>>>

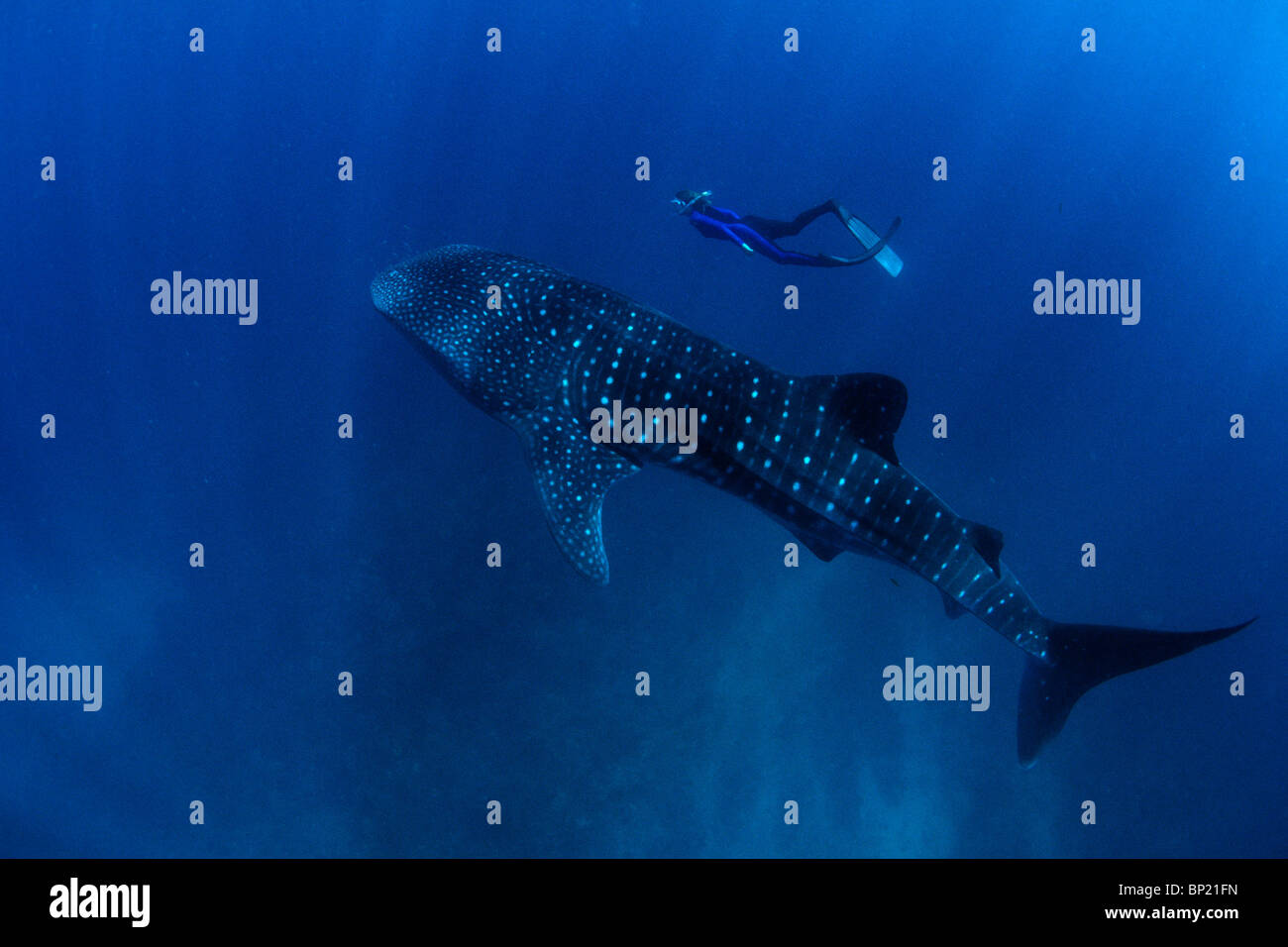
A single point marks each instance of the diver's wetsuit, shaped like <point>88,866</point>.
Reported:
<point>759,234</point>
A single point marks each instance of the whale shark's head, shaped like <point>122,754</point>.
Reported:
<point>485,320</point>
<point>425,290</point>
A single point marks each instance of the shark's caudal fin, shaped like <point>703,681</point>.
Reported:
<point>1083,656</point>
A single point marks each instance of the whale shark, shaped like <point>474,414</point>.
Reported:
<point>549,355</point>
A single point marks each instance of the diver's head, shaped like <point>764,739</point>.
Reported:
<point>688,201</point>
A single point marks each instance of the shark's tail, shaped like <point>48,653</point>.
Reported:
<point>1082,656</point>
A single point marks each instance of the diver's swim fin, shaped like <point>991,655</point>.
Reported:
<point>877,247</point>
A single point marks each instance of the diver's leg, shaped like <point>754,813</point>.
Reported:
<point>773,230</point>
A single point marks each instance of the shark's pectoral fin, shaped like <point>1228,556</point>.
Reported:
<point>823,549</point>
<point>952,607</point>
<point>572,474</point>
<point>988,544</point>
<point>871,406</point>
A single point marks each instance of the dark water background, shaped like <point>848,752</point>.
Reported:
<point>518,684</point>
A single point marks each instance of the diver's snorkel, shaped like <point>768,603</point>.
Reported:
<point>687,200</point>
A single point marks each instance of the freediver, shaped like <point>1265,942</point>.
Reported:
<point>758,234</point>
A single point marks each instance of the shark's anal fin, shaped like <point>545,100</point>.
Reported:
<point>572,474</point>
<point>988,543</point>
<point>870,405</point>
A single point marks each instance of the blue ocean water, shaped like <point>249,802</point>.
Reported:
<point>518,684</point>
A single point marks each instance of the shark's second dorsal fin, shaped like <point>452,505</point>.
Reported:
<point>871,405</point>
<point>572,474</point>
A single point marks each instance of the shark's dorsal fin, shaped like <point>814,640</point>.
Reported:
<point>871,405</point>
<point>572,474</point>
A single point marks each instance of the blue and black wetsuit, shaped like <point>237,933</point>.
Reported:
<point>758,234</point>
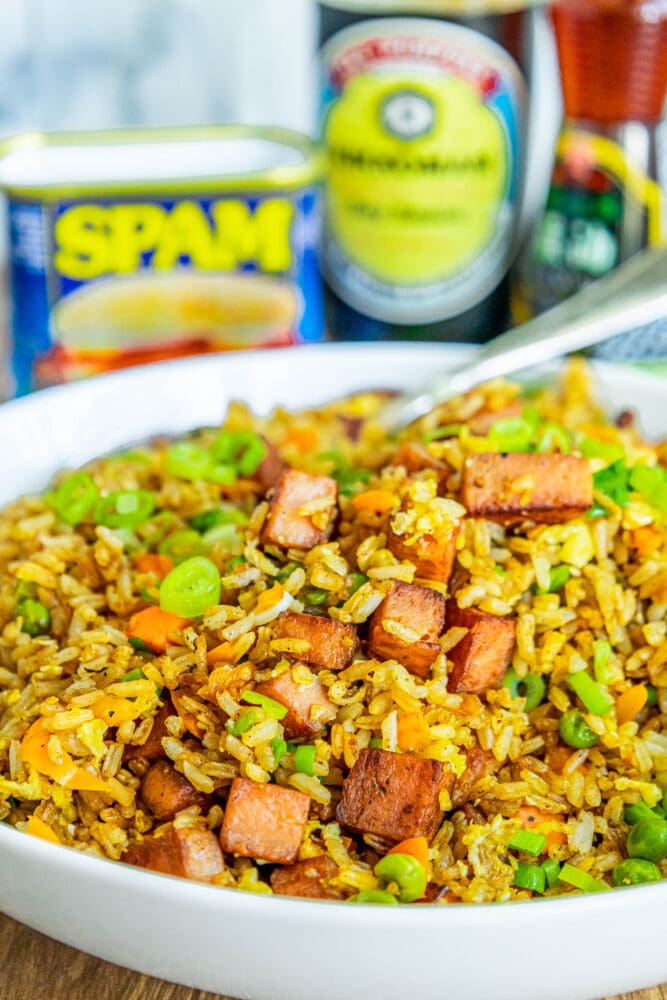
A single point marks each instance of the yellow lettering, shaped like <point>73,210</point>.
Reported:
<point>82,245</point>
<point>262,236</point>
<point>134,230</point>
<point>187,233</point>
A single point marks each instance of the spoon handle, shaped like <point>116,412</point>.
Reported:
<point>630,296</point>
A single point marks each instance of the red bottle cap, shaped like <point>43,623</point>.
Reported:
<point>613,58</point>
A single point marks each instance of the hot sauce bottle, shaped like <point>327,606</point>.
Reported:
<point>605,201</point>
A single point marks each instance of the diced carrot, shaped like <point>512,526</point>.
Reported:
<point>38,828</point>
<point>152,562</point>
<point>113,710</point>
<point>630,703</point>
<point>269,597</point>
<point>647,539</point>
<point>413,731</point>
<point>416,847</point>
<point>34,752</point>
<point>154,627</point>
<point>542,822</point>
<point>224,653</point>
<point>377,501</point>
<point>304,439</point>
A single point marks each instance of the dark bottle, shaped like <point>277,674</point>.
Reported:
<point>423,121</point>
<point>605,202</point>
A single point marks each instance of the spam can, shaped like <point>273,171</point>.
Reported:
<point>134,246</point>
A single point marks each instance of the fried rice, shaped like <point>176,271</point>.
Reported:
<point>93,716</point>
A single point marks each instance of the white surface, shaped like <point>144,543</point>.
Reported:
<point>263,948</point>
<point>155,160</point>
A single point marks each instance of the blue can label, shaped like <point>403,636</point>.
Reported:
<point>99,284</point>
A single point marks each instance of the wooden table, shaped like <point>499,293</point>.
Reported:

<<<

Your task. In the lines above, spot each one that contains the word "bottle" and copy it.

Response to the task.
A single point marks each instance of the red bottle cap, shaped like <point>43,623</point>.
A single point marks each instance of the hot sauce bottle, shaped like <point>327,606</point>.
A single point marks each instance of the dark bottle, shaped like <point>277,674</point>.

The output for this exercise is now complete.